### Problem requirements:
Find "I need to find the yellow background" and "I need to find the towel" in the records below. Copy the lines holding them and every line between, exactly, and no others.

### Images for object localization:
------
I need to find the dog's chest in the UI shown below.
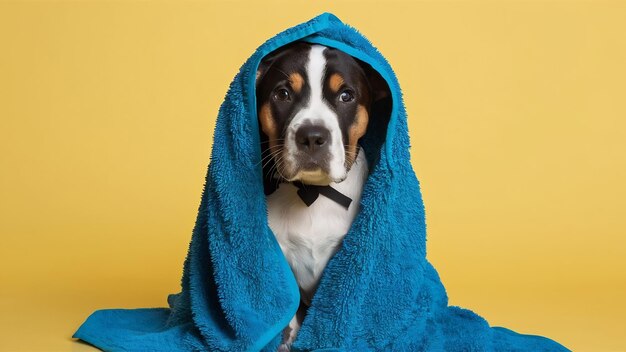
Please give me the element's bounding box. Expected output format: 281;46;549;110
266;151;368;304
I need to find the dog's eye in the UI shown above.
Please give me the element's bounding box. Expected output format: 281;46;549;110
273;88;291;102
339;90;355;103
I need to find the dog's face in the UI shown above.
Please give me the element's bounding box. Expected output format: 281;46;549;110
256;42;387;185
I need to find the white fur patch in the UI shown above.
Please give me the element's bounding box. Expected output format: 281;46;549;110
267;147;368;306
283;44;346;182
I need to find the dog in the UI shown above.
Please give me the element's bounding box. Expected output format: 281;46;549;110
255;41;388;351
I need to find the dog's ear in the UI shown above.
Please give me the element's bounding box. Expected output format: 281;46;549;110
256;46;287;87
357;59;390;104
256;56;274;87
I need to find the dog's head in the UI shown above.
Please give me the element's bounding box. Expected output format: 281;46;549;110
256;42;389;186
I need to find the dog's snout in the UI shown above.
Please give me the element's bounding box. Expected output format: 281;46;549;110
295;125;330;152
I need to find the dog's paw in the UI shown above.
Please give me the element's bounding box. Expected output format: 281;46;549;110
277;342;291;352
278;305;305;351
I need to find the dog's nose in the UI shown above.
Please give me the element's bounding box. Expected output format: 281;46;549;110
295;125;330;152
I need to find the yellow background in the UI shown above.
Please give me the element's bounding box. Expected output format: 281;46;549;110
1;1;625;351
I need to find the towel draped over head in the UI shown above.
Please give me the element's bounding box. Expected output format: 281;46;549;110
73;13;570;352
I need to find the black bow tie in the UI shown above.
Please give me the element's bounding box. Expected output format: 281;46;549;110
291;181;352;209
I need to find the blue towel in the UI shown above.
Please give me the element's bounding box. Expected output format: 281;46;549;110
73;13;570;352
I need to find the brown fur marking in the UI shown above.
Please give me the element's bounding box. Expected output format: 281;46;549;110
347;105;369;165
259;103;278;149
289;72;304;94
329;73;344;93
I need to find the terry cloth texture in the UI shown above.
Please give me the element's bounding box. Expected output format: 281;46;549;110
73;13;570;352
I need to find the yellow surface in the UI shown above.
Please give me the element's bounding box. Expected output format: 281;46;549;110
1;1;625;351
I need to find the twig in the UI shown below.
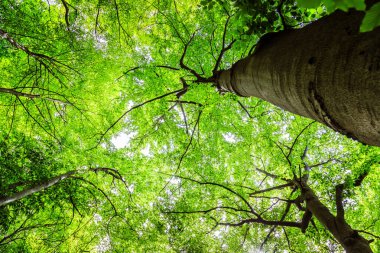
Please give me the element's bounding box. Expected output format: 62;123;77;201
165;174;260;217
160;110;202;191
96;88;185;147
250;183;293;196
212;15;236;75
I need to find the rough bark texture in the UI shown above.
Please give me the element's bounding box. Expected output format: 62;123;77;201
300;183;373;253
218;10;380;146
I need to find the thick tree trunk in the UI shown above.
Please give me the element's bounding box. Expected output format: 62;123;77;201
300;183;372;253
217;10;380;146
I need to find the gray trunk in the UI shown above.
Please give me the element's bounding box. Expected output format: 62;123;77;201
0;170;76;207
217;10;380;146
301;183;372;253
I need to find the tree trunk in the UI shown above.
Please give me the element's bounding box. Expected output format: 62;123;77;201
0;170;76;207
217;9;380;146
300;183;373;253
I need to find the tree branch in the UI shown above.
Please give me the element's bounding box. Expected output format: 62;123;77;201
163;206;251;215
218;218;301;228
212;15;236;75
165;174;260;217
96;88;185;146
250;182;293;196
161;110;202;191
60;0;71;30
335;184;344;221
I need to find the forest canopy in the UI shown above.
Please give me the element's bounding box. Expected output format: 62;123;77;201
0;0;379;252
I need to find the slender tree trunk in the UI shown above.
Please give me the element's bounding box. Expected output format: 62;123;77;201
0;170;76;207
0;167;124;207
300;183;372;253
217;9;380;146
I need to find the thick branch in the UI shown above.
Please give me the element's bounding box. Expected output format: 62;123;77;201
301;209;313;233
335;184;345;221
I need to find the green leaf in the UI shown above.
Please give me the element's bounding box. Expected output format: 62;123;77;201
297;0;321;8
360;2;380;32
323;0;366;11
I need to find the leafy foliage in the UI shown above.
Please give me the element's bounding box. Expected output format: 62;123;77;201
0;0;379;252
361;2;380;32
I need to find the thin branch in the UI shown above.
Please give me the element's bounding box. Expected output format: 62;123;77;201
------
### Reply:
I need to find the yellow background in the UI shown above.
Please give me the element's bounding box. Expected output format: 281;46;549;110
1;1;625;351
I need to find the towel draped over head in the UI shown above.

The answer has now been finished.